PAGE EXCERPT:
§

A Deeper Learning: Adversarial Autoencoder and Semantic Hashing
Our machine learning model, which we call aae-sh, is composed of two independent modules. The first one uses adversarial autoencoder to acquire the latent representation for the program instruction sequence, a feature that is resistant to obfuscation techniques. The second deals with the class number for the latent representation, which is computed via HDBSCAN, a clustering algorithm, with a predefined threshold.
Adversarial autoencoder
For malware outbreaks with only a limited number of samples, adversarial autoencoder is effective as it enables the production of smooth approximated nearby distributions of even a small number of training samples. In fact, our proposed machine learning model uses a single malware sample for each malware class for training with adversarial autoencoder. The core architecture for malware outbreak detection in the study is taken from the original adversarial autoencoder.
Figure 1. Adversarial autoencoder architecture used for malware outbreak detection
Note: The input, x, and the reconstructed input, p(x), have the instruction sequence feature.
What adversarial autoencoder does is it combines an arbitrary autoencoder with generative adversarial network (GAN). GAN is responsible for training the generator and the discriminator in a tight competitive loop. For an autoencoder to work in this model, it must have the following properties:
- The stacked weights are symmetric and shared between encoder and decoder.
- It must have all of GAN’s generator properties. An encoder functions dually, hence, it needs to have the training techniques used for the generator while maintaining its autoencoder property.
The ability to identify relocated functions is a preferred malware outbreak detection property. And a stacked convolutional autoencoder aims to take advantage of the translation invariant property of the architecture,[1] allowing the machine learning model to determine the program instruction sequence despite code transposition and integration metamorphism.[2]
Alireza Makhzani et al introduced the need for both the adversarial network and the autoencoder to be mutually trained with stochastic gradient descent in two phases — the reconstruction phase and the regularization phase — after which they are executed on each mini-batch of samples.

§

RECORD SET:
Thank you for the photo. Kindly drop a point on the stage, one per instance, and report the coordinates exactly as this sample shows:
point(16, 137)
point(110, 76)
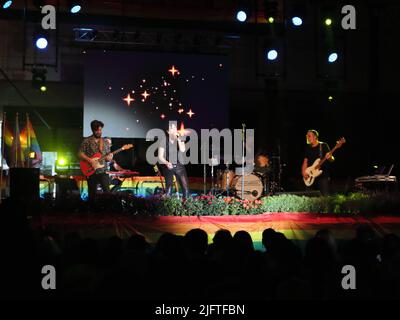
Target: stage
point(298, 227)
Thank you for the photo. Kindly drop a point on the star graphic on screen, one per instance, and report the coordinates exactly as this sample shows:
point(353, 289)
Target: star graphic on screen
point(128, 99)
point(173, 71)
point(145, 94)
point(190, 113)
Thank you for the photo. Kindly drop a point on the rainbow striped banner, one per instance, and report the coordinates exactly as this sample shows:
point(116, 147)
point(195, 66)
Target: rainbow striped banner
point(298, 227)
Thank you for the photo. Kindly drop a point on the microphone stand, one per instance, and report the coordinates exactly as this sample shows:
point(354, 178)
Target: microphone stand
point(243, 135)
point(204, 170)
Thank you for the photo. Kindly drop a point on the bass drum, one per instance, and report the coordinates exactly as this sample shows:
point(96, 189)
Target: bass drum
point(253, 186)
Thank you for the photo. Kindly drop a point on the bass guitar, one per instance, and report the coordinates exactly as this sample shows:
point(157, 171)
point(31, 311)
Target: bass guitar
point(88, 169)
point(314, 170)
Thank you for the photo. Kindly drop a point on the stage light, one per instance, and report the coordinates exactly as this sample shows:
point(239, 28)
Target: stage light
point(298, 12)
point(38, 4)
point(297, 21)
point(6, 4)
point(270, 10)
point(62, 162)
point(243, 10)
point(241, 16)
point(272, 54)
point(332, 57)
point(39, 79)
point(75, 6)
point(41, 43)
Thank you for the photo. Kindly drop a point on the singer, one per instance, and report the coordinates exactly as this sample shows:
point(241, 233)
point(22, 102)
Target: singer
point(171, 165)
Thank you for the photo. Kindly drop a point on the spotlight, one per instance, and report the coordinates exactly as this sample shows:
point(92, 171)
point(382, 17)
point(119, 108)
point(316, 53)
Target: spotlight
point(298, 13)
point(6, 4)
point(270, 10)
point(62, 162)
point(243, 10)
point(328, 21)
point(297, 21)
point(41, 42)
point(241, 16)
point(75, 6)
point(39, 79)
point(332, 57)
point(38, 4)
point(272, 54)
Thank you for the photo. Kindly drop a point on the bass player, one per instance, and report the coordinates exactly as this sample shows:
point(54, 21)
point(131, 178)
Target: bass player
point(317, 150)
point(89, 147)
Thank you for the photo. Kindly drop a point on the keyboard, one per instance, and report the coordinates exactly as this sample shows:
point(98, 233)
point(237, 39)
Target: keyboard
point(376, 178)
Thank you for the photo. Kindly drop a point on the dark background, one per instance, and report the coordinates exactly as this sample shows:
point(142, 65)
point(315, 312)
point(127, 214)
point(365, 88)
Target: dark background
point(279, 100)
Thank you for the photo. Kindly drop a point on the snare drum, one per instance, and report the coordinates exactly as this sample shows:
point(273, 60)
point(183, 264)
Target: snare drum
point(253, 186)
point(223, 176)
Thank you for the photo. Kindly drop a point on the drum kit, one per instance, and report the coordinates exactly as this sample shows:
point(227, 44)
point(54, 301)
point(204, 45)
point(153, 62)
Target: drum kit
point(247, 185)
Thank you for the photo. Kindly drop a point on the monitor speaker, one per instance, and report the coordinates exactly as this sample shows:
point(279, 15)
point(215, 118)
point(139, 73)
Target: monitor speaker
point(24, 184)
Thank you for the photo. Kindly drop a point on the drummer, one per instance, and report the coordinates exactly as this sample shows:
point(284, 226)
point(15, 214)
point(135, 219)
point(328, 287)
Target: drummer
point(263, 168)
point(262, 164)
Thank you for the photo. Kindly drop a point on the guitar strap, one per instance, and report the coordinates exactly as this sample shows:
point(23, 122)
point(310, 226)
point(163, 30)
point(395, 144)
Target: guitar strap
point(101, 145)
point(320, 150)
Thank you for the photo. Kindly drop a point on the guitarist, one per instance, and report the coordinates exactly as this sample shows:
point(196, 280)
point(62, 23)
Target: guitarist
point(90, 146)
point(316, 149)
point(172, 166)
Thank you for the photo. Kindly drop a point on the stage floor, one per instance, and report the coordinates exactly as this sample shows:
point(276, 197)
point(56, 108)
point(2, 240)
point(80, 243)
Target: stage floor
point(298, 227)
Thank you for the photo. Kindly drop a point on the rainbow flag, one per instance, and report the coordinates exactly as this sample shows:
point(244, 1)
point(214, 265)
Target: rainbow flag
point(29, 143)
point(17, 158)
point(8, 138)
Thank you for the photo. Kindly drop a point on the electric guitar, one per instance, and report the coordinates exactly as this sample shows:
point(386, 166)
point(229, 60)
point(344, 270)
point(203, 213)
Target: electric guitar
point(314, 170)
point(158, 173)
point(88, 169)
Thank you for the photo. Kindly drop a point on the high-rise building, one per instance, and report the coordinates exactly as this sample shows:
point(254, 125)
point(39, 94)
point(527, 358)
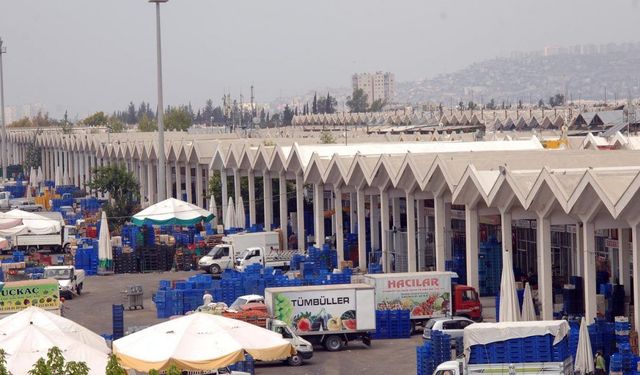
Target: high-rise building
point(377, 85)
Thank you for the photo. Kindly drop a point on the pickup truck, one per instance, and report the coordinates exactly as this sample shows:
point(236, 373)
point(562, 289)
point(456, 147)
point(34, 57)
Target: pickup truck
point(70, 280)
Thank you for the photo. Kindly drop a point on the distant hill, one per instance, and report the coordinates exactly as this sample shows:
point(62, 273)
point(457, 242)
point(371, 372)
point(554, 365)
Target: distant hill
point(536, 76)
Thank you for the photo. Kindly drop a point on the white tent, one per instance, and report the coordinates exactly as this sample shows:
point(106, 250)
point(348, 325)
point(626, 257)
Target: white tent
point(105, 251)
point(213, 208)
point(241, 221)
point(17, 222)
point(584, 354)
point(172, 212)
point(528, 310)
point(199, 341)
point(230, 216)
point(509, 306)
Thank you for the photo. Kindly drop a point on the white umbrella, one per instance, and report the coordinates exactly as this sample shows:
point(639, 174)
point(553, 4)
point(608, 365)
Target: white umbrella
point(241, 221)
point(199, 341)
point(230, 217)
point(58, 177)
point(105, 251)
point(528, 310)
point(214, 210)
point(584, 354)
point(509, 306)
point(56, 324)
point(172, 212)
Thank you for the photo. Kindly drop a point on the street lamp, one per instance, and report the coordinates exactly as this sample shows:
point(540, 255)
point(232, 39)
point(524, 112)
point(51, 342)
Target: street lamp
point(3, 149)
point(161, 185)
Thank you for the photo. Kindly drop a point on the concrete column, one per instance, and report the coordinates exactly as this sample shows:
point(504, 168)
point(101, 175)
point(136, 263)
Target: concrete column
point(188, 178)
point(337, 205)
point(439, 231)
point(590, 288)
point(411, 232)
point(252, 196)
point(199, 189)
point(624, 251)
point(471, 238)
point(373, 221)
point(283, 210)
point(507, 234)
point(635, 258)
point(267, 191)
point(352, 212)
point(545, 273)
point(225, 193)
point(302, 240)
point(179, 180)
point(318, 205)
point(362, 230)
point(237, 184)
point(384, 228)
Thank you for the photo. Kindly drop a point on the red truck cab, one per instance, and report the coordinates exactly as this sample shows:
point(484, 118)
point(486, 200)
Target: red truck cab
point(466, 302)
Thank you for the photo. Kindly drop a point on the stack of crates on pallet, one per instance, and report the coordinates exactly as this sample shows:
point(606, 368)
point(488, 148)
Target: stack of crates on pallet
point(425, 361)
point(118, 321)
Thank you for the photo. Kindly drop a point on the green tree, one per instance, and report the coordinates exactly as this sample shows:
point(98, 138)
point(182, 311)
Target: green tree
point(113, 367)
point(96, 119)
point(178, 119)
point(146, 124)
point(123, 189)
point(357, 102)
point(3, 363)
point(56, 365)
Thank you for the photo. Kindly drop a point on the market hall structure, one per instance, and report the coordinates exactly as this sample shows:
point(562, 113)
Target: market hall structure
point(405, 201)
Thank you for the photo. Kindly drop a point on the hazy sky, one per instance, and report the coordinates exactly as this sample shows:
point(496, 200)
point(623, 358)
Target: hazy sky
point(88, 55)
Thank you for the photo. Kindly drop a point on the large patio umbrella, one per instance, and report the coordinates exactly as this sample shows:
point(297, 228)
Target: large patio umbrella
point(213, 208)
point(199, 341)
point(105, 251)
point(509, 306)
point(241, 221)
point(230, 216)
point(172, 212)
point(584, 354)
point(528, 310)
point(54, 323)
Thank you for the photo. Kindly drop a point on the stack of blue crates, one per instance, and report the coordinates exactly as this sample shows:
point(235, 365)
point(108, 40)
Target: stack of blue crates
point(118, 321)
point(521, 350)
point(425, 360)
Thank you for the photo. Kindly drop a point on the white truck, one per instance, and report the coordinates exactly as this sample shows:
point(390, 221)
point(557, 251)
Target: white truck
point(70, 280)
point(242, 249)
point(481, 334)
point(331, 315)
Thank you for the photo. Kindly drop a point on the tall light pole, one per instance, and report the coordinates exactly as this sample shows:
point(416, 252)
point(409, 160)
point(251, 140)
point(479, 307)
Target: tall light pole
point(3, 149)
point(162, 159)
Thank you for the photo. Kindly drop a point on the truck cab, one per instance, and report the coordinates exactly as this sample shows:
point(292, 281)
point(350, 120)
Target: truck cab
point(467, 303)
point(218, 259)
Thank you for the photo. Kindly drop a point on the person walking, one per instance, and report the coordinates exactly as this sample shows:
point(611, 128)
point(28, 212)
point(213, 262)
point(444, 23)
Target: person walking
point(599, 363)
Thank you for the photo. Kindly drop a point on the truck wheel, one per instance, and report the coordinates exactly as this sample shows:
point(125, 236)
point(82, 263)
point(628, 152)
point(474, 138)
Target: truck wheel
point(333, 343)
point(294, 360)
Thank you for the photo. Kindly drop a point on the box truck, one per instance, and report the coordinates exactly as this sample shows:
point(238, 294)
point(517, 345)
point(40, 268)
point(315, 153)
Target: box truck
point(426, 294)
point(329, 315)
point(242, 249)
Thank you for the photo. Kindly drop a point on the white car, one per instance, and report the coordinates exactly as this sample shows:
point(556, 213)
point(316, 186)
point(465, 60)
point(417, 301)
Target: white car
point(452, 326)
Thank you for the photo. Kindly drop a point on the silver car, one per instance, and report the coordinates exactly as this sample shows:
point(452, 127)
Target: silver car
point(452, 326)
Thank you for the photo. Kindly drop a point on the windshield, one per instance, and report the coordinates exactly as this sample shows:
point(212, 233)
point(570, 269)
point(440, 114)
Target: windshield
point(219, 252)
point(238, 303)
point(58, 274)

§

Continue the page excerpt on adversarial autoencoders for malware outbreak detection, picking up after its last sentence about the reconstruction and regularization phases.

EXERCISE RESPONSE:
There are a number of hyperparameters that can be tuned in the network architecture, including how much of diverse malware clusters should be detected or the batch size. For training malware samples under this model, batch normalization within the GAN generator is necessary to help generate a consistent latent representation for each cluster. To make sure that this happens, the Adam optimizer, an auxiliary optimization algorithm for stochastic gradient descent, was used for both the reconstruction and regularization phases. Meanwhile, for consensus optimization — which mitigates the instability caused by standard adversarial autoencoder training — RMSProp was used. RMSProp is an optimization algorithm for deep neural networks. The hyperparameters of the model were then determined.
Once training is done, the encoder output is taken as a latent vector that represents the input sample. The input sample is then used for semantic hashing.
Semantic hashing
Semantic hashing transforms the latent representation acquired via adversarial autoencoder into a class number for prediction. To get the class number, the latent vector represented by real valued numbers are binarized using the bitwise mean value of the training samples. Then, the hamming distance — which is the number of positions at which parallel symbols between two strings of equal lengths are not the same — is used to calculate the distance for the two given latent vectors.[3] A test sample is assigned a class with the closest training sample.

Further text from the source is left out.